» TEXT:
A waffle chart represents a whole as a grid of small cells, often 100 cells in a 10 by 10 layout. Each cell is colored by category, making proportions easy to understand as countable blocks.
Like pie charts and bar charts, waffle charts show part-to-whole relationships, but they have a more iconic and infographic-like appearance.

Background
The idea is related to ISOTYPE, the visual language promoted by Otto Neurath. ISOTYPE emphasized showing quantity through repeated symbols rather than changing the size of symbols.
Waffle charts became especially popular in data journalism and infographics after the 2010s as an alternative to pie charts. They are now supported or easily built in Python, R, Tableau, D3.js, and many presentation tools.
Data Structure
| Category | Percentage |
|---|---|
| A | 40 |
| B | 35 |
| C | 25 |
These values are assigned to cells in a fixed grid. In a 100-cell chart, each cell usually represents 1%.
Purpose
The goal is to show how a whole is divided into parts. Because the viewer can mentally count blocks, waffle charts often feel more concrete than angle-based pie charts.
Use Cases
- workforce composition
- gender ratio or demographic shares
- budget and expense composition
- survey responses
- recycling rate or renewable-energy share
How to Read It
- The full grid represents 100%.

» DATA EXTRACTS:
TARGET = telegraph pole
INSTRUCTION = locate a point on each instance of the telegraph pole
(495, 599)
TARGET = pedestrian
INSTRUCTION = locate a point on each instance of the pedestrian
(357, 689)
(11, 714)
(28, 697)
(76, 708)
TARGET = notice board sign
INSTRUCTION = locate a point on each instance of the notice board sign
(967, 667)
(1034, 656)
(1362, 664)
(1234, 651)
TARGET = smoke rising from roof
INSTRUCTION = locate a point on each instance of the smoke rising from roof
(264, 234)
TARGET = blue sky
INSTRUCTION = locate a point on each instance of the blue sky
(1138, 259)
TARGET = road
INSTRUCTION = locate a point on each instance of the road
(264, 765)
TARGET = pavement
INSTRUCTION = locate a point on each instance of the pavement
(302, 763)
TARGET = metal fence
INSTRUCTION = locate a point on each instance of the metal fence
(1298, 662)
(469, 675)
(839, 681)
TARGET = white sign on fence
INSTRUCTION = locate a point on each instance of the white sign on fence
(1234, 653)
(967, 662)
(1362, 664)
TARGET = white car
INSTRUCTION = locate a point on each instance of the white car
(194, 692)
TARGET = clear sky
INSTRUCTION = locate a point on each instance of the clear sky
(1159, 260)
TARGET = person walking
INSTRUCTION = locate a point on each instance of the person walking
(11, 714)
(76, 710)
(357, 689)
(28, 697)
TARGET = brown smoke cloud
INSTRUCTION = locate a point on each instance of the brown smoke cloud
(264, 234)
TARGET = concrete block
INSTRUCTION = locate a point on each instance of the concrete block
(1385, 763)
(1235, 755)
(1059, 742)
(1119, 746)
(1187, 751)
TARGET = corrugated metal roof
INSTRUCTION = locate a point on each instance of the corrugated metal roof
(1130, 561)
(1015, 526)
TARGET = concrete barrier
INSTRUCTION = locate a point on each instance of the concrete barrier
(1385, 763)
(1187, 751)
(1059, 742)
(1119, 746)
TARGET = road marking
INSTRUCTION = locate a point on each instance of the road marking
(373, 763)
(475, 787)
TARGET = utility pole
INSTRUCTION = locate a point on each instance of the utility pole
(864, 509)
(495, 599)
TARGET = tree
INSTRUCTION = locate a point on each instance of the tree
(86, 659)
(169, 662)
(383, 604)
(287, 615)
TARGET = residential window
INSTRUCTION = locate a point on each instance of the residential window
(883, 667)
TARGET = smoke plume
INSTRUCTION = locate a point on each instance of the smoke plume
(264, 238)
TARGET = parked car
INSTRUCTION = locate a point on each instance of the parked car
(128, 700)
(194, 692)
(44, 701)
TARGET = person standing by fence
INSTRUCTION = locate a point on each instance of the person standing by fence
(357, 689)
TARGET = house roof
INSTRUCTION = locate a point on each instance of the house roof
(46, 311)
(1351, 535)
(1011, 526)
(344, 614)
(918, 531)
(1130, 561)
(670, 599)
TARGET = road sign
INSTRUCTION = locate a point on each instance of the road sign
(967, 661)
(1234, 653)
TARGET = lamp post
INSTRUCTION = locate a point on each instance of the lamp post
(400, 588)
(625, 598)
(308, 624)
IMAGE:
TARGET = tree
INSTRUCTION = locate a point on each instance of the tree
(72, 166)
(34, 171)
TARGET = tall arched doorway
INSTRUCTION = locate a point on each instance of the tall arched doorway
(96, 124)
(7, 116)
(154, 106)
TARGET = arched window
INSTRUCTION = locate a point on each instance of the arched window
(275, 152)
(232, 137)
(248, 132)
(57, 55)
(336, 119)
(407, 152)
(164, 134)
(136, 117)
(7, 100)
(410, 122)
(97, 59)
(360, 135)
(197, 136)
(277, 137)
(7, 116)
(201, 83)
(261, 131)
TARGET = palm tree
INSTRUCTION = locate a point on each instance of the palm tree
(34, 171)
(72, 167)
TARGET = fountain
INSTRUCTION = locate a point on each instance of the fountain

» EXPLORE THE MATERIAL:
**A)** Using the text on waffle charts, answer these:
(i) How many cells does a waffle chart often use, and in what layout?
(ii) Which visual language is the idea related to, and who promoted it?
(iii) In a 100-cell chart, what does each cell usually represent?
**B)** Resume the text on waffle charts after its last line, "The full grid represents 100%."

» ANSWERS BELOW:
**A)**
(i) 100 cells in a 10 by 10 layout.
(ii) ISOTYPE, promoted by Otto Neurath.
(iii) 1%.

**B)**
- Filled cells represent a category’s share.
- Color connects cells to categories through a legend.
- Small multiples allow fair comparison across groups.
- Filling direction should remain consistent.
Design Notes
- Use clear color contrast.
- Choose an appropriate grid size, such as 10x10 or 20x5.
- Avoid high-precision claims when rounding is involved.
- Keep legends and labels clear.
Alternatives
| Chart | Comparison |
|---|---|
| Pie chart | Uses angle and area to show part-to-whole composition |
| Bar chart | Better for exact quantitative comparison |
| Treemap | Shows part-to-whole relationships and hierarchy by area |
Summary
Waffle charts turn proportions into visible, countable units. They are useful for communicating approximate shares, progress, and composition, especially in educational and editorial contexts.